Prompt
The line that holds "Query: low cloud layer" marks the start. Return it and each following line through the end of the data, unchanged.

Records shown
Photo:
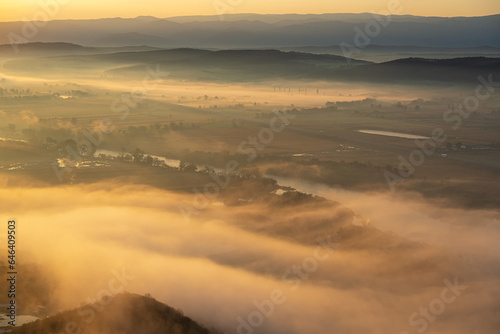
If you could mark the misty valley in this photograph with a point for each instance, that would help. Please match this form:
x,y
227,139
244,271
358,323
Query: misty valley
x,y
165,176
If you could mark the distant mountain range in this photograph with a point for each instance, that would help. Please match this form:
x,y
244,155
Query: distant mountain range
x,y
239,65
268,31
126,314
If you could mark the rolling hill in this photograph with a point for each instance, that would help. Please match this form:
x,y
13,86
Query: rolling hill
x,y
126,314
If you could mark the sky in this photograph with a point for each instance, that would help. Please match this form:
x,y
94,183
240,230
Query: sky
x,y
18,10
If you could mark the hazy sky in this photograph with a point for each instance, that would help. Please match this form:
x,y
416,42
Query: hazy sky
x,y
16,10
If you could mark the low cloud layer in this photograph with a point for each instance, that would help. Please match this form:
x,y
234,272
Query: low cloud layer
x,y
217,268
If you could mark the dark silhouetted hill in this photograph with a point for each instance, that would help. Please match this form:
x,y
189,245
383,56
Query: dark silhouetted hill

Task solution
Query: low cloud layer
x,y
217,268
If you could mark the dark silhouetted hill in this photograph with a point for each instance, that would help. Please match this form:
x,y
189,245
383,56
Query: dark silhouetted hill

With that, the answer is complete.